» Extract to read:

>> Start

Dice and IoU metric implementations, metric logger for training and validation.

In [7]:
def predict(X, threshold):
    '''X is sigmoid output of the model'''
    X_p = np.copy(X)
    preds = (X_p > threshold).astype('uint8')
    return preds

def metric(probability, truth, threshold=0.5, reduction='none'):
    '''Calculates dice of positive and negative images seperately'''
    '''probability and truth must be torch tensors'''
    batch_size = len(truth)
    with torch.no_grad():
        probability = probability.view(batch_size, -1)
        truth = truth.view(batch_size, -1)
        assert(probability.shape == truth.shape)

        p = (probability > threshold).float()
        t = (truth > 0.5).float()

        t_sum = t.sum(-1)
        p_sum = p.sum(-1)
        neg_index = torch.nonzero(t_sum == 0)
        pos_index = torch.nonzero(t_sum >= 1)

        dice_neg = (p_sum == 0).float()
        dice_pos = 2 * (p*t).sum(-1)/((p+t).sum(-1))

        dice_neg = dice_neg[neg_index]
        dice_pos = dice_pos[pos_index]
        dice = torch.cat([dice_pos, dice_neg])

        dice_neg = np.nan_to_num(dice_neg.mean().item(), 0)
        dice_pos = np.nan_to_num(dice_pos.mean().item(), 0)

>> End

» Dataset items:
>> Start

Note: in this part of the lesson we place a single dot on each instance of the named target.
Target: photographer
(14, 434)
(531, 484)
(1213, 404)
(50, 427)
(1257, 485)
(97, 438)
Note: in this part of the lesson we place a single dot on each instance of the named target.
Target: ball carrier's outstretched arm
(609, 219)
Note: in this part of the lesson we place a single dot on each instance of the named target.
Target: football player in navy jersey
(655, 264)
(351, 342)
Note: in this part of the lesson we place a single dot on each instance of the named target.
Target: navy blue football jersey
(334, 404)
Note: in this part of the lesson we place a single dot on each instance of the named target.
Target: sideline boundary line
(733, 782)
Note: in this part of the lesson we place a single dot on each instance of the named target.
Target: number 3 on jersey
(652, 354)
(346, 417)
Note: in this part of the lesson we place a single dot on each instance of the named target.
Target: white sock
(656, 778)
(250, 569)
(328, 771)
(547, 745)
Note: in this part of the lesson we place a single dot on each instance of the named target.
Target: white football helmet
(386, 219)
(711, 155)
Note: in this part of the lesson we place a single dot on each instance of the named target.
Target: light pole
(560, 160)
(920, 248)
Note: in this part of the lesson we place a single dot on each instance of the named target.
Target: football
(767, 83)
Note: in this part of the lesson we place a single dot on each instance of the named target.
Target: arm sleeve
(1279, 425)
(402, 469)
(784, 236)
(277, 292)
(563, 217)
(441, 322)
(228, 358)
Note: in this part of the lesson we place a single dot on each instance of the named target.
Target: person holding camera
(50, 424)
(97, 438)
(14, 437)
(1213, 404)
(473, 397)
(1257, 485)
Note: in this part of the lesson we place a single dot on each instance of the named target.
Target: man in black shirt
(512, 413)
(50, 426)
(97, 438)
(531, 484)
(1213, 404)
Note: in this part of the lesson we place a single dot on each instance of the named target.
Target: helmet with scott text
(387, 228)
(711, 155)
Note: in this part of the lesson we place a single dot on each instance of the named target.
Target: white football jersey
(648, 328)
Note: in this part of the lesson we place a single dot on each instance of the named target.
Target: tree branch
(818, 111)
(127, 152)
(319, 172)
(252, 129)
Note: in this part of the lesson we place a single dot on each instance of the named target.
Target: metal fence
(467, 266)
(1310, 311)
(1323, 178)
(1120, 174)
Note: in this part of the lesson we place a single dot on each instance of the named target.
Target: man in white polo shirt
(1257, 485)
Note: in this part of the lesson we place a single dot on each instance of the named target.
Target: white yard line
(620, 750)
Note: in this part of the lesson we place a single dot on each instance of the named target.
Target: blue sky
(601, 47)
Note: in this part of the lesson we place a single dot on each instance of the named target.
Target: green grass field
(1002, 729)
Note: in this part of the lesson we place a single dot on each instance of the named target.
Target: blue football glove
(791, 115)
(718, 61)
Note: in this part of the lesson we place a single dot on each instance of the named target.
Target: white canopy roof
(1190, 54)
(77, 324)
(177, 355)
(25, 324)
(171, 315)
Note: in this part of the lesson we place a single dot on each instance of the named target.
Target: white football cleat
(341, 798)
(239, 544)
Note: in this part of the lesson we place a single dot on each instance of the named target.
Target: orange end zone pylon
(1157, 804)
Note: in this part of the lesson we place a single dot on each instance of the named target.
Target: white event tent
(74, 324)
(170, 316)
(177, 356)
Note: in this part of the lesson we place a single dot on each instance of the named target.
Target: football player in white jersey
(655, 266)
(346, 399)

>> End

» Parts of the exercise:
1 > Transcribe the stretch of the metric code from "Dice and IoU" through "X_p = np.copy(X)".
2 > According to the metric code, what must probability and truth be?

» Solution list:
1 >
Dice and IoU metric implementations, metric logger for training and validation.

In [7]:
def predict(X, threshold):
    '''X is sigmoid output of the model'''
    X_p = np.copy(X)

2 > They must be torch tensors.